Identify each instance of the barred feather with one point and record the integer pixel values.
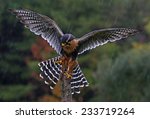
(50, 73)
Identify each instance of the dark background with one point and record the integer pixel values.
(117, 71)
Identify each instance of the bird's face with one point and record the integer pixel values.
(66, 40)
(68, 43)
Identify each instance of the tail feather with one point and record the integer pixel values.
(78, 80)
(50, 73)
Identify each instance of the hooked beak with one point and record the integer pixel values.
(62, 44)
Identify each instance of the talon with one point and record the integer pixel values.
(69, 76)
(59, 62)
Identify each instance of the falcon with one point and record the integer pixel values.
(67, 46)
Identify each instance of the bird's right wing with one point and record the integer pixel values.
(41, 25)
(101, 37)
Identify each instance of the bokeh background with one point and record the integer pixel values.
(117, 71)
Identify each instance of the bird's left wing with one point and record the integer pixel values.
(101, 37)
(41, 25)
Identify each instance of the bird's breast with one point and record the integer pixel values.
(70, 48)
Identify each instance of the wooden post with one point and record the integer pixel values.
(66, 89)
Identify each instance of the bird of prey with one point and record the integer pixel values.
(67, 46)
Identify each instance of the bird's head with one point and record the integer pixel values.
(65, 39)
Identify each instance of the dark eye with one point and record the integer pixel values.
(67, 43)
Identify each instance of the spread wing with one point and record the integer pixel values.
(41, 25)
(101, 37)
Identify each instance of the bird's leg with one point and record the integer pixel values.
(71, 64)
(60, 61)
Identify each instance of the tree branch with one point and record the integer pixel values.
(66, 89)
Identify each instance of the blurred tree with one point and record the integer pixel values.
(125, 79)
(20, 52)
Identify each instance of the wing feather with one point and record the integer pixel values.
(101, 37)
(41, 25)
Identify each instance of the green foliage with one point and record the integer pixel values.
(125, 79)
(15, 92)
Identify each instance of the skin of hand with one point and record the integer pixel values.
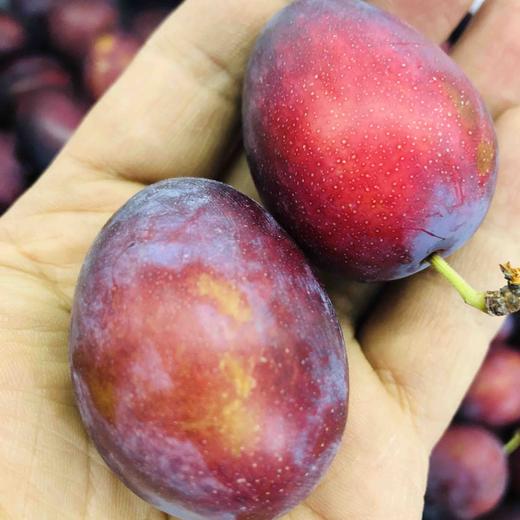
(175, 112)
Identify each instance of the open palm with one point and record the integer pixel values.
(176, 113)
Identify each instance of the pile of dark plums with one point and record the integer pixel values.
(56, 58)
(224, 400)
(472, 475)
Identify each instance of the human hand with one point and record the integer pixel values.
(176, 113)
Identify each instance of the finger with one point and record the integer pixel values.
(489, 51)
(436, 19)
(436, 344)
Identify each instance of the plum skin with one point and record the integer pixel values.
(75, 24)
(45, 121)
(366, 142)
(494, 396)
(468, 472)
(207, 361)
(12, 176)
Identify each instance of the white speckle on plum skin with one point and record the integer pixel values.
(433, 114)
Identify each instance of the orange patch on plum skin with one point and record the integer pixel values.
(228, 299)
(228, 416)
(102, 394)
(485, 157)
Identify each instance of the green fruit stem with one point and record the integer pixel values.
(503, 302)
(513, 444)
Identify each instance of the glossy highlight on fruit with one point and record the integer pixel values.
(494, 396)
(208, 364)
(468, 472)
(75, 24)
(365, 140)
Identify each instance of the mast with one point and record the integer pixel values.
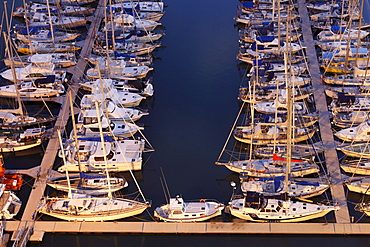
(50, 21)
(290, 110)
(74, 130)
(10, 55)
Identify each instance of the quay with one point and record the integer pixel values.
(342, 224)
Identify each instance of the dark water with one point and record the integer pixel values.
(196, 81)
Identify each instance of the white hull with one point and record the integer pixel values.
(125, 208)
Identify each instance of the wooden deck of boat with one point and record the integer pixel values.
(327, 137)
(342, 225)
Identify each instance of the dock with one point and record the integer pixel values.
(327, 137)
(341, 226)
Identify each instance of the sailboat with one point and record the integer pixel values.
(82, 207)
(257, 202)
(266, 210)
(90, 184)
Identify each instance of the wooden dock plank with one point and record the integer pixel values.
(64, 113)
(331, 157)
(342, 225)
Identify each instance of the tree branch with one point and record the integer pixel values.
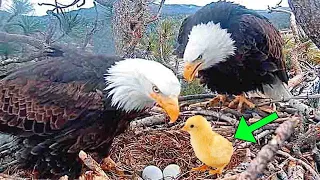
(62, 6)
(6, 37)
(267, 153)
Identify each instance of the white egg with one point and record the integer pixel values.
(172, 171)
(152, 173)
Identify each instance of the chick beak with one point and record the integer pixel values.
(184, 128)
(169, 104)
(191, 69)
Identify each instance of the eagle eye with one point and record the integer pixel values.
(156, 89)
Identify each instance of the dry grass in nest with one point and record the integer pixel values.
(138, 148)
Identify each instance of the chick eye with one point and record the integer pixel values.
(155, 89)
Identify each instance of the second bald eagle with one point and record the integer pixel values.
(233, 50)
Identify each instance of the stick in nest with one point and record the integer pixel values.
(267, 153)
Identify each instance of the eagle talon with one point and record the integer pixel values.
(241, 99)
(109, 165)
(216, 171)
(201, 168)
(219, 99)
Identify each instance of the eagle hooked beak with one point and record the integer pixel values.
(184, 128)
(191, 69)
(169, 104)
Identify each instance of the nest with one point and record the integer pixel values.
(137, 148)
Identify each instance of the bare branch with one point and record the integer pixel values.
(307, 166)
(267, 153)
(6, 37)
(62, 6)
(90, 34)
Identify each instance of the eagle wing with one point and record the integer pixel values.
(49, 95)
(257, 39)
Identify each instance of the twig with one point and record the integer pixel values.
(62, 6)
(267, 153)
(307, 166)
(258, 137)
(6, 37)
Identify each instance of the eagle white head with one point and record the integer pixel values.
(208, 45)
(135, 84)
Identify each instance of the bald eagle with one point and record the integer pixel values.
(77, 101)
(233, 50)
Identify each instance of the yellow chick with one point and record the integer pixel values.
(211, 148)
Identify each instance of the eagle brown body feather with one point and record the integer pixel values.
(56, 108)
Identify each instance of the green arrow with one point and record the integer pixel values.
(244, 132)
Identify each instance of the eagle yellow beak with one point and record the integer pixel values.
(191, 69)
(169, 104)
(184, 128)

====

> EXERCISE AIM
Rescale the points by repeating everything from the row containing "Identify each instance of the twig" down to the last row, both included, with the requests kept as they are. Multiply each point coordinate by 0.4 and round it to a whole number, with halves rounding up.

> RESULT OF THE TASK
Identify each instance of the twig with one point and record the integer pixel values.
(25, 2)
(107, 61)
(123, 66)
(103, 55)
(2, 15)
Identify each instance of the eagle white head with one point and record the integer pixel values.
(83, 18)
(54, 34)
Identify each instance of the bald eagle with one point and record the integer pixel values.
(31, 40)
(93, 20)
Identify each instance of the yellow chick with one point and record the integer pixel values.
(84, 59)
Identify each instance of the eagle brown body feather with one point and record the integer pixel values.
(22, 43)
Identify each instance of the green arrow with one point and record the integer pixel values.
(98, 53)
Identify each instance of the eagle yellow beak with one point and record the integer pixel values.
(76, 28)
(68, 42)
(74, 51)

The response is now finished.